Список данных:
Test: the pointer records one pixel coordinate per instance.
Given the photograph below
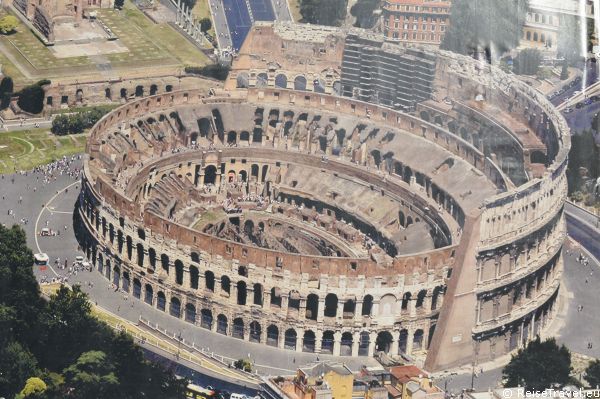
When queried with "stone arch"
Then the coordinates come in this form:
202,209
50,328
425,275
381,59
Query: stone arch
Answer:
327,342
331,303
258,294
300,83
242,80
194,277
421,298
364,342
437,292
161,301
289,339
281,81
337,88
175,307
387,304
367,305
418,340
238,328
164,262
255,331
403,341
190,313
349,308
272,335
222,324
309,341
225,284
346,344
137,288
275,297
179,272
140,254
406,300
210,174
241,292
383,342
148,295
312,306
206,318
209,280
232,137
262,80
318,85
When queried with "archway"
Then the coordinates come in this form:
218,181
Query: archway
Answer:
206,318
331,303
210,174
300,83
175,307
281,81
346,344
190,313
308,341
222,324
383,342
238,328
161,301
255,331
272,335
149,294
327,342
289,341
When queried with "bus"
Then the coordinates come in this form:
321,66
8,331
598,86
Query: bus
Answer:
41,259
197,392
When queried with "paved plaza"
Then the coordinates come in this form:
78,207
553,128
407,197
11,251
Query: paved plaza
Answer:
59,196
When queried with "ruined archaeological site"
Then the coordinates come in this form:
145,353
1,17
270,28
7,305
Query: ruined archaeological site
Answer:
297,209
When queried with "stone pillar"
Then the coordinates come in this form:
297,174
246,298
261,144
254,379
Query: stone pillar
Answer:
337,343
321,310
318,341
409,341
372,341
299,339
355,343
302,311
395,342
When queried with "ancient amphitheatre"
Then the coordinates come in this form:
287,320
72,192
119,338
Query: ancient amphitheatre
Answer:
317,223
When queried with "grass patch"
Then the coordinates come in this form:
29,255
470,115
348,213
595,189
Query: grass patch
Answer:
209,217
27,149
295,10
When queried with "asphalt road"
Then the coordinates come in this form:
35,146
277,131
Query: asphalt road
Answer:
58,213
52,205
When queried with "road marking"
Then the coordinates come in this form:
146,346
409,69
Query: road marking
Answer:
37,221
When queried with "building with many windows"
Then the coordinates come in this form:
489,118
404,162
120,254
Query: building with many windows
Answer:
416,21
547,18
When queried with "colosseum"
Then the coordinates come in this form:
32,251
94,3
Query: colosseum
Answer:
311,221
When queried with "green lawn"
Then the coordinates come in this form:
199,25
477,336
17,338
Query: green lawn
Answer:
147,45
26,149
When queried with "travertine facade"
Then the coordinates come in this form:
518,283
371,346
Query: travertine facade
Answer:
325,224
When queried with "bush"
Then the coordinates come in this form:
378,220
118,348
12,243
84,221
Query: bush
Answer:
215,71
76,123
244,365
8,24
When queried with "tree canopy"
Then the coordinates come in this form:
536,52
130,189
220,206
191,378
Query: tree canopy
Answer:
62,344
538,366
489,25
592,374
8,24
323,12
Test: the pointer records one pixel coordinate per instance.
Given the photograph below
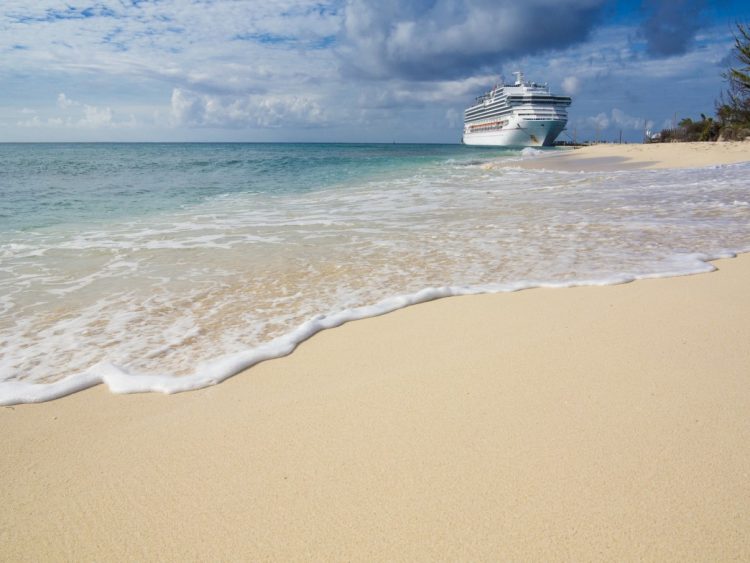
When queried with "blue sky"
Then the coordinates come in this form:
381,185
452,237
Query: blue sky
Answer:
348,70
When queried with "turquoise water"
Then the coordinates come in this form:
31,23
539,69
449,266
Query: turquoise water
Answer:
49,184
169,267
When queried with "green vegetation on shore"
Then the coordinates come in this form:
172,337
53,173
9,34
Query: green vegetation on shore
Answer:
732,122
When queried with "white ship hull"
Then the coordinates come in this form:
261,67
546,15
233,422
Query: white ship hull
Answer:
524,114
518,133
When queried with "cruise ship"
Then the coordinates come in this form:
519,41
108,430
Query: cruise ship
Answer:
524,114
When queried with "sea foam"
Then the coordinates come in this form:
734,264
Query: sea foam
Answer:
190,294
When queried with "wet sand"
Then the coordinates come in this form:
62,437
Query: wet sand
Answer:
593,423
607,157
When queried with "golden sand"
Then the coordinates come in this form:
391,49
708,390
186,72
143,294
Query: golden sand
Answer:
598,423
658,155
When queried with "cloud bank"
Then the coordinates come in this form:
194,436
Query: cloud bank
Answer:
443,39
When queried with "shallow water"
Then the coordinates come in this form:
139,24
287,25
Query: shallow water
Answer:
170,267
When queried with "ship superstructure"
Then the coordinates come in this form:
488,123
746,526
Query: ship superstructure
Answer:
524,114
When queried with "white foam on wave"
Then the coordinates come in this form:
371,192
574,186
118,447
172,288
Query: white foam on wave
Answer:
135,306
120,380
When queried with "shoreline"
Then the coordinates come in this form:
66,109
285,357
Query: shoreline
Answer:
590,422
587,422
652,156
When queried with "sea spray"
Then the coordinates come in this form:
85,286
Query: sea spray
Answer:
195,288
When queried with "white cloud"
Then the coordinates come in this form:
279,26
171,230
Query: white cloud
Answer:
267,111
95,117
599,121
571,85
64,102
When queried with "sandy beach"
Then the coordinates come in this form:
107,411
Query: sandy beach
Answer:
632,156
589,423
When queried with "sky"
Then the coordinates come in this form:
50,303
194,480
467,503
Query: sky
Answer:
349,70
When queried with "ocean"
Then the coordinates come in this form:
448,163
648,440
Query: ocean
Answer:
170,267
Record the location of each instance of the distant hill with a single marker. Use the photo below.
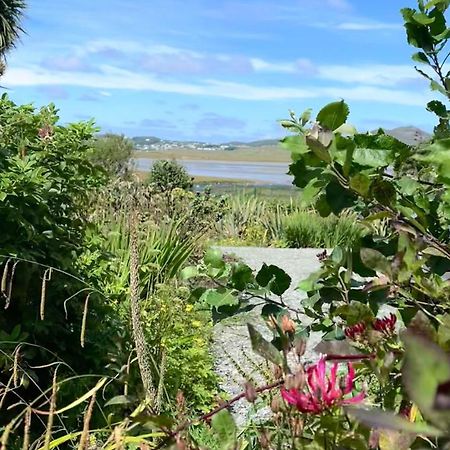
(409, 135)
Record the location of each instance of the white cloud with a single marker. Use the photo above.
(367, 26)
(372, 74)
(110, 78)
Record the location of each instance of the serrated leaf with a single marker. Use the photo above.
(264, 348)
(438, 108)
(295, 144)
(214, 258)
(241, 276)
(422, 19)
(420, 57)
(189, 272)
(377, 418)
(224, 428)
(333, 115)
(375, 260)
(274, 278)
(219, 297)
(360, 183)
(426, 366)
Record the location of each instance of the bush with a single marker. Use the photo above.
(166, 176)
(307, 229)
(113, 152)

...

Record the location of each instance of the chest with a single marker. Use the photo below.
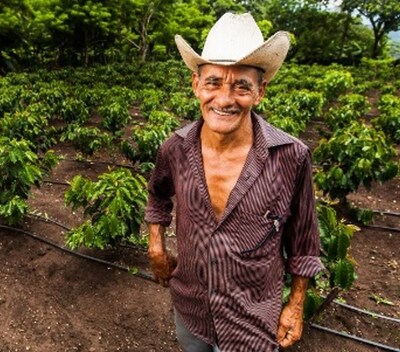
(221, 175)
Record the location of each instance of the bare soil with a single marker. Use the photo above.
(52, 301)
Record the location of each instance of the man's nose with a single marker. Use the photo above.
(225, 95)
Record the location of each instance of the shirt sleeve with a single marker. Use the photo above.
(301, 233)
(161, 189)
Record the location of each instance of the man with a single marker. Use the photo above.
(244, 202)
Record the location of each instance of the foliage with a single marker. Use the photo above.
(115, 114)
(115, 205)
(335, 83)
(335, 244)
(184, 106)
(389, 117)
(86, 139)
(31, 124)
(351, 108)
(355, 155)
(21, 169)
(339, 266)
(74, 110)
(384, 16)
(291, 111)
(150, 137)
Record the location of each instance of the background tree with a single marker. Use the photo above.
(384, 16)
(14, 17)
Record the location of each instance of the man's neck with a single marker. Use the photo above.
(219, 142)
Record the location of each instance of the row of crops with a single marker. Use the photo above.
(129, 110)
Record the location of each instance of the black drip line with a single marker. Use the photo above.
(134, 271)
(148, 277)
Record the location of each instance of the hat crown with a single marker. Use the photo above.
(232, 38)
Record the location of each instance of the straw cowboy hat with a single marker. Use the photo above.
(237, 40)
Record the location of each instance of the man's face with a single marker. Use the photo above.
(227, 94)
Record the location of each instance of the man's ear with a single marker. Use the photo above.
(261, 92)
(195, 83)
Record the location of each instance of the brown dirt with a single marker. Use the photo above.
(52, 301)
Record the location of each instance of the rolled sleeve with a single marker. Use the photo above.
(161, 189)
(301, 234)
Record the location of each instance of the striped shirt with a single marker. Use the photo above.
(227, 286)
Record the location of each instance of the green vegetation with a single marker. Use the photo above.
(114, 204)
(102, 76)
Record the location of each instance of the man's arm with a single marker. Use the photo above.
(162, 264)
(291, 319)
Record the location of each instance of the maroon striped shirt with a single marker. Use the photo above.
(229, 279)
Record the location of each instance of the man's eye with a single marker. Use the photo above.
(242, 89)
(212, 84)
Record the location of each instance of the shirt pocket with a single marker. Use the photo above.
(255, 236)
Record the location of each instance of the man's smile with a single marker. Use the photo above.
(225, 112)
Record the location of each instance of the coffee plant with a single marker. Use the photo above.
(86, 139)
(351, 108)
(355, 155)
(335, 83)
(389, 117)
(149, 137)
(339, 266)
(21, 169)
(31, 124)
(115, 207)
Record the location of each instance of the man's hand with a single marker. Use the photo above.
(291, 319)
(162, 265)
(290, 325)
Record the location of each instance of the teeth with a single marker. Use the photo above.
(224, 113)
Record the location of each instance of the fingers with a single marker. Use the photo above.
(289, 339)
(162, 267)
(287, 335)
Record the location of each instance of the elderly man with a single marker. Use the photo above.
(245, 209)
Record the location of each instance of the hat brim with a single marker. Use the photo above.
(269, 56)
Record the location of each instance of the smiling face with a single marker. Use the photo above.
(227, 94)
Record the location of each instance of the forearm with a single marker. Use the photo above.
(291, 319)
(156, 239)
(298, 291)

...

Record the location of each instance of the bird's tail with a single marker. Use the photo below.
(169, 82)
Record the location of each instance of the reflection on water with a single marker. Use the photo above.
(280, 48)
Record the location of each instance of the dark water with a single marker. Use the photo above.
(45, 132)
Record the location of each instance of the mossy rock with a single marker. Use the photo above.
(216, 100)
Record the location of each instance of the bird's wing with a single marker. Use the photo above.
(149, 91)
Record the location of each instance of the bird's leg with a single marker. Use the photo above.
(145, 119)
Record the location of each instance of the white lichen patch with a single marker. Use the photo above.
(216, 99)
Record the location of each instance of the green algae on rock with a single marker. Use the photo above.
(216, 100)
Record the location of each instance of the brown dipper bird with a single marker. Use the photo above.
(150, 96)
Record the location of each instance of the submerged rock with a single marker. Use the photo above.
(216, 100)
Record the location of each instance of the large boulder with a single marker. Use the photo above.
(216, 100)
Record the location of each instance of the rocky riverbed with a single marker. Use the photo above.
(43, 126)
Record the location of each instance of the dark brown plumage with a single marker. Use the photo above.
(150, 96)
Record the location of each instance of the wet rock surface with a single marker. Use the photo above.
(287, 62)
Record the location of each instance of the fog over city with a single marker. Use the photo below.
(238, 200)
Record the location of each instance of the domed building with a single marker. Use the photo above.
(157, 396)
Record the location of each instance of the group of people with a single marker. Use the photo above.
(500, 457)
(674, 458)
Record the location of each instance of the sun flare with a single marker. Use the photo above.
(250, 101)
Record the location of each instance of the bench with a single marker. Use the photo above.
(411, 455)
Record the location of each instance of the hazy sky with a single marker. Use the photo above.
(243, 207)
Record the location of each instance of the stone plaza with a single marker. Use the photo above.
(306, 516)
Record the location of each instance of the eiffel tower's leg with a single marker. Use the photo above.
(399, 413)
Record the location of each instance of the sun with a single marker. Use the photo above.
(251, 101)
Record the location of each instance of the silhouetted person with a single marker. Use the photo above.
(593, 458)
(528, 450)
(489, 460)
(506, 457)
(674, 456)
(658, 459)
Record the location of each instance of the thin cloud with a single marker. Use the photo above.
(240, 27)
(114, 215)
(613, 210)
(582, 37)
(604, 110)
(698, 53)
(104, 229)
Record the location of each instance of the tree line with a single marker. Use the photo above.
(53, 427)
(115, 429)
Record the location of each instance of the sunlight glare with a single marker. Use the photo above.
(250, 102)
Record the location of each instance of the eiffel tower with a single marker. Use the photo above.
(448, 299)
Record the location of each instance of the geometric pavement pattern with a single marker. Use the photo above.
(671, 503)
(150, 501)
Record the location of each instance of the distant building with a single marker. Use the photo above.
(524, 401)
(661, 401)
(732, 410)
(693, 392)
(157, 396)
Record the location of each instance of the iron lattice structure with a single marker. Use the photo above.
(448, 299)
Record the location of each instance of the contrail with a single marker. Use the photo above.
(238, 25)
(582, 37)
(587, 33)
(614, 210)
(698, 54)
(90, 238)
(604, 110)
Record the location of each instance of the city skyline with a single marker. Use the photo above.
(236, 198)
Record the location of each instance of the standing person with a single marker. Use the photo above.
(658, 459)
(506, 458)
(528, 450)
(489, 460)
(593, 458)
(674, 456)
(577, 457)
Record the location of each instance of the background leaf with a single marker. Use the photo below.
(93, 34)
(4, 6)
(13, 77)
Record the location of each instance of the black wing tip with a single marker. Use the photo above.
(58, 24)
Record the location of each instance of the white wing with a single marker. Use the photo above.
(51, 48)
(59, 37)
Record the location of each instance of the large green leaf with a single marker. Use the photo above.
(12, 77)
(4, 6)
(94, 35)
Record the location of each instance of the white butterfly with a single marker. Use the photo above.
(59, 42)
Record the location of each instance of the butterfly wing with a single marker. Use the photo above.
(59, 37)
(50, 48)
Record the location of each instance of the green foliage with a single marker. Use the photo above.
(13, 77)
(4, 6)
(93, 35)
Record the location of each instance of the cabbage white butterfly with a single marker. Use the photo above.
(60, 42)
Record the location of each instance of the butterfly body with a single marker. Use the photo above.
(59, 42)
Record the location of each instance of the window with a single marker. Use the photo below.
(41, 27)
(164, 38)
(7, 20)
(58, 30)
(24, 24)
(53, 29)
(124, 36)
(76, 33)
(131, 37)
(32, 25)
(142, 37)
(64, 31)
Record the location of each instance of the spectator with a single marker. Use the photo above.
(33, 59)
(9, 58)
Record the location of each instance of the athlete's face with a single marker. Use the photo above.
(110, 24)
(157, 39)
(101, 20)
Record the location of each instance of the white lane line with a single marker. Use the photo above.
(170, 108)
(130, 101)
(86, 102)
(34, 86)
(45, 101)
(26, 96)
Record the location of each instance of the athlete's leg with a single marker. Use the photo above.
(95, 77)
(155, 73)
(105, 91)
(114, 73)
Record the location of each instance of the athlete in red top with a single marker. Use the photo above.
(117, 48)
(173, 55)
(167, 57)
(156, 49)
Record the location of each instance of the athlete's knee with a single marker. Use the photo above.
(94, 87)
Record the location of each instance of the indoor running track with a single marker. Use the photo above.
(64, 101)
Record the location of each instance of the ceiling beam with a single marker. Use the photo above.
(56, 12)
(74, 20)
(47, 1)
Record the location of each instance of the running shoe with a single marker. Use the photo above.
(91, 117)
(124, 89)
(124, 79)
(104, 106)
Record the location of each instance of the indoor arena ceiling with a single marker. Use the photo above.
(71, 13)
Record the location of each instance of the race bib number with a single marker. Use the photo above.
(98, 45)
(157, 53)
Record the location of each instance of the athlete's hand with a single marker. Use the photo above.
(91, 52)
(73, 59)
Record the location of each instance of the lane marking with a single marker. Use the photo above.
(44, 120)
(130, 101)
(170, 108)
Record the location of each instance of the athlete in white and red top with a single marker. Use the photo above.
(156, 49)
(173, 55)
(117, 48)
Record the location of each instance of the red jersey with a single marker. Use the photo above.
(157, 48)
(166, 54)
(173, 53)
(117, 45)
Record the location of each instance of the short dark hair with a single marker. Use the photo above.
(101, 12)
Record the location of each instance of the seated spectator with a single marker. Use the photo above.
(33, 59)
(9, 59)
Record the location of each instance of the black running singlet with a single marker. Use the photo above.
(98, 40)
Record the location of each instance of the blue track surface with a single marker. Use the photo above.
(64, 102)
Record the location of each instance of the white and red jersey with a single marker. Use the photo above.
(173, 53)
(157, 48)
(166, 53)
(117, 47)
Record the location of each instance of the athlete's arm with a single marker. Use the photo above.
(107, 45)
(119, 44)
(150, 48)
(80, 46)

● **Суть задания**
Найдите в списке выше все строки, где встречается слово «tree», и выпишите их.

● **Решение задачи**
When queried with "tree canopy"
Query: tree canopy
Record the location of each instance of the background tree with a single marker. Use the photo above.
Record the location of each instance of the tree line with a single marker. Use the photo above.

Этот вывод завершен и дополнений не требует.